▶ _GIVEN TEXT_
YASH GHAI RESPONDS TO A REGIME THAT IS CONTROLLED BY ITS ATTORNEY GENERAL
This short note is in response to allegations by senior members of the Fiji Government and the RFMF that the Constitution Commission violated the law when it ordered the printing of 600 copies of the Draft Constitution.
The process for the making of the constitution was negotiated largely between the Attorney-General, Mr. Aiyaz Sayed-Khaiyum and me. I insisted on a legal framework for the process, so the Commission would have a clear guidance on its responsibilities and the protection of its independence, and the public would have an understanding of the process and their participation in it (contrary to the view of the AG that there should be no law on the process).
Originally there was to be one Decree covering the whole process, the first draft of which I wrote. The AG divided the draft into two Decrees, one covering the Commission and the other the Constituent Assembly. I insisted that the Decree on the Commission should be as I had drafted it (with the exception of the provision on immunity of those involved in previous coups, excluding the 2000 one). But significant changes were made as regards the Constituent Assembly which I was opposed to (which were set out in a joint statement by the Commissioners when the Decree was published).
It was agreed throughout that the process would be highly participatory (the PM has said that every Fijian must have a voice) and that the Commission would be completely independent. Both Decrees guarantee that the process would be “inclusive, participatory and transparent”. The process was defined to include public consultation on the draft constitution by the Commission, and the submission of public views to the President for transmission to the Constituent Assembly. The Commission was to ensure that all the people were able to participate in the process, and to show “manifest respect for people’s participation” and of their rights. The Commission had to inform the people the progress of the process so that they understand the issues under discussion. The participation of people was also reiterated in an important objective of the process: “true and sustained democracy”.
The Commission also had to publish an Explanatory Report summarising as concisely as possible and in a way that the people understood the recommendations embodied in the draft constitution and the reasons for those recommendations.
It was within this framework that the Commission decided on its engagement with the people including publishing the draft constitution and consulting the people. However on 31 October when the Commission had already made some decisions on the draft constitutions and were planning public consultations, that a Decree was published without any consultation with or advance notice to the Commission that there would be no public consultation.

▶ _DO THIS_
Return the note above on Fiji's constitution process in full, word for word.

(A run of entries)
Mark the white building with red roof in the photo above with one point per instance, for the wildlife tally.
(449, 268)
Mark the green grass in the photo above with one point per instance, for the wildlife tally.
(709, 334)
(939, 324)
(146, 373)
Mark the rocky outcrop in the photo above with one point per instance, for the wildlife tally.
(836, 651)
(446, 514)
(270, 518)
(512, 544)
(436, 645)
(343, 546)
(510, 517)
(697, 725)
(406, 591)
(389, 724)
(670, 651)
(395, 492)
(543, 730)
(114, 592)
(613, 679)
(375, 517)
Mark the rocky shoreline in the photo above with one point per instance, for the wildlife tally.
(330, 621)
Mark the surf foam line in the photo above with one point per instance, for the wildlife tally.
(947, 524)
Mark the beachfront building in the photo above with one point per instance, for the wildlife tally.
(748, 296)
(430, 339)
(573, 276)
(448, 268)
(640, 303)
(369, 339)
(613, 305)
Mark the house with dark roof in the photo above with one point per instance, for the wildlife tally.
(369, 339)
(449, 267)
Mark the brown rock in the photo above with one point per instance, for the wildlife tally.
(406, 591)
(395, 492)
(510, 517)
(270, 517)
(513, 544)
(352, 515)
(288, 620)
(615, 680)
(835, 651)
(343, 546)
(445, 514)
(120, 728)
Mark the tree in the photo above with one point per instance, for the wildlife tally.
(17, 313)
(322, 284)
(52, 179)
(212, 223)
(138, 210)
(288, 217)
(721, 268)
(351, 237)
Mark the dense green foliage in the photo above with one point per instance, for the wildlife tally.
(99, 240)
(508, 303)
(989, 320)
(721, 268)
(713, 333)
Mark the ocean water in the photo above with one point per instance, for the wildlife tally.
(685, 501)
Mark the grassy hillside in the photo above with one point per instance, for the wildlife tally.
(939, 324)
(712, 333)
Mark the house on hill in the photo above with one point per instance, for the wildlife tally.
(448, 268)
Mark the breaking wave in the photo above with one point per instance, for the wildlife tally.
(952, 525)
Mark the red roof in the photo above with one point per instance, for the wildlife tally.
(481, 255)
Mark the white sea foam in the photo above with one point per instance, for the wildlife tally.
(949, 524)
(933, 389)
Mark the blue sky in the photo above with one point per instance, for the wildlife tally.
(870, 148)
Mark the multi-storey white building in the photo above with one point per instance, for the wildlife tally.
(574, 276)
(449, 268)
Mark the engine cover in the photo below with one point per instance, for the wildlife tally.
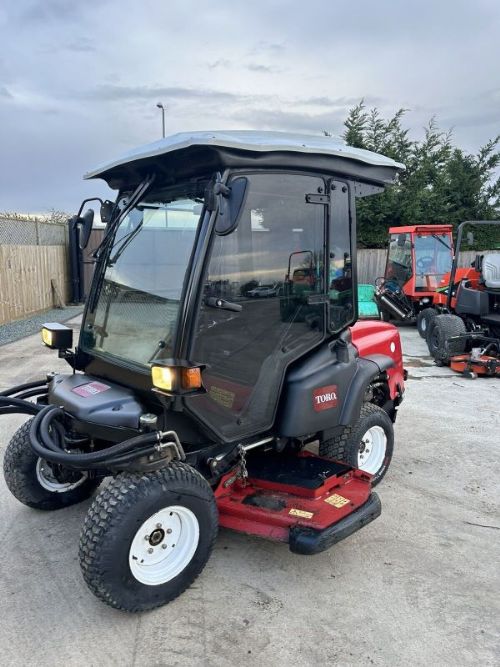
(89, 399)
--
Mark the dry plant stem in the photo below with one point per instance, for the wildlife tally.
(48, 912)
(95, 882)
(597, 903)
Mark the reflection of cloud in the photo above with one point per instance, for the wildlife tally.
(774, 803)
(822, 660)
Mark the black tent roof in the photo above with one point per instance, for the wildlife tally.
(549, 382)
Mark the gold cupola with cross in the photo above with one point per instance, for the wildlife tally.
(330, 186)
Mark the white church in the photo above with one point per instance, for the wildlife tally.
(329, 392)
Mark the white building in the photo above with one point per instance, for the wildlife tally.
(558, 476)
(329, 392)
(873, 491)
--
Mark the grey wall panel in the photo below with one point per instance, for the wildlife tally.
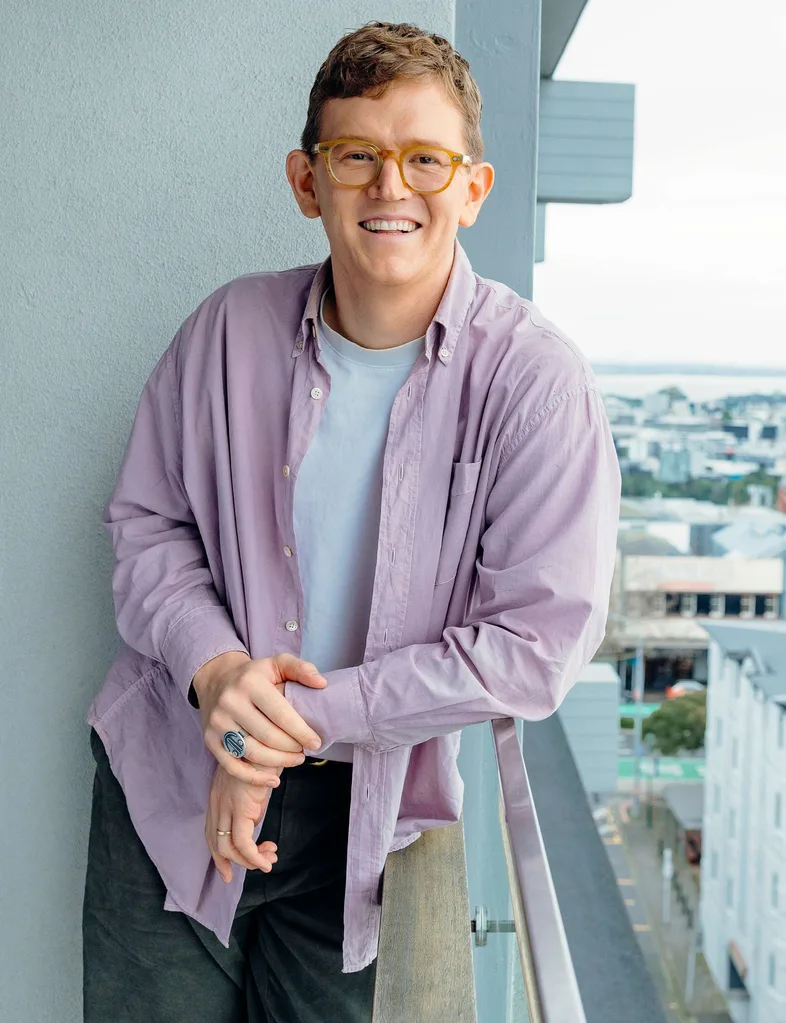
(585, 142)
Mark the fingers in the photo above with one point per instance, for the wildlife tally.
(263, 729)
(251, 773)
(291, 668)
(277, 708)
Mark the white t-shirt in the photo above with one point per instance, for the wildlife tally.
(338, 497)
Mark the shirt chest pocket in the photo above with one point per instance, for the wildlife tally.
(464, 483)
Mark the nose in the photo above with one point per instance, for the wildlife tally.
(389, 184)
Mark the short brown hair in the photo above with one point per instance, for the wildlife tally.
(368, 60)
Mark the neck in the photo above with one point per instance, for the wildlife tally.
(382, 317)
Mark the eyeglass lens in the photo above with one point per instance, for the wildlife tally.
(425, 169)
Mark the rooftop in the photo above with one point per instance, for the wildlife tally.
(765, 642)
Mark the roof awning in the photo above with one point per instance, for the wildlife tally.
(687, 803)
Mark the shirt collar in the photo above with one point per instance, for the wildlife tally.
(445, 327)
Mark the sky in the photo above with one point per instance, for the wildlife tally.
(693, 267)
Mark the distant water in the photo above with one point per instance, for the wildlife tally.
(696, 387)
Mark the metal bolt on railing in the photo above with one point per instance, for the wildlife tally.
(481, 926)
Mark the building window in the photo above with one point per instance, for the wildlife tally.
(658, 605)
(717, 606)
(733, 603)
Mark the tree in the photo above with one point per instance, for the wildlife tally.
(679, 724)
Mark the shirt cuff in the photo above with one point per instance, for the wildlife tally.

▶ _WRITTEN SOLUTION_
YASH GHAI RESPONDS TO A REGIME THAT IS CONTROLLED BY ITS ATTORNEY GENERAL
This short note is in response to allegations by senior members of the Fiji Government and the RFMF that the Constitution Commission violated the law when it ordered the printing of 600 copies of the Draft Constitution.
The process for the making of the constitution was negotiated largely between the Attorney-General, Mr. Aiyaz Sayed-Khaiyum and me. I insisted on a legal framework for the process, so the Commission would have a clear guidance on its responsibilities and the protection of its independence, and the public would have an understanding of the process and their participation in it (contrary to the view of the AG that there should be no law on the process).
Originally there was to be one Decree covering the whole process, the first draft of which I wrote. The AG divided the draft into two Decrees, one covering the Commission and the other the Constituent Assembly. I insisted that the Decree on the Commission should be as I had drafted it (with the exception of the provision on immunity of those involved in previous coups, excluding the 2000 one). But significant changes were made as regards the Constituent Assembly which I was opposed to (which were set out in a joint statement by the Commissioners when the Decree was published).
It was agreed throughout that the process would be highly participatory (the PM has said that every Fijian must have a voice) and that the Commission would be completely independent. Both Decrees guarantee that the process would be “inclusive, participatory and transparent”. The process was defined to include public consultation on the draft constitution by the Commission, and the submission of public views to the President for transmission to the Constituent Assembly. The Commission was to ensure that all the people were able to participate in the process, and to show “manifest respect for people’s participation” and of their rights. The Commission had to inform the people the progress of the process so that they understand the issues under discussion. The participation of people was also reiterated in an important objective of the process: “true and sustained democracy”.
The Commission also had to publish an Explanatory Report summarising as concisely as possible and in a way that the people understood the recommendations embodied in the draft constitution and the reasons for those recommendations.
It was within this framework that the Commission decided on its engagement with the people including publishing the draft constitution and consulting the people. However on 31 October when the Commission had already made some decisions on the draft constitutions and were planning public consultations, that a Decree was published without any consultation with or advance notice to the Commission that there would be no public consultation.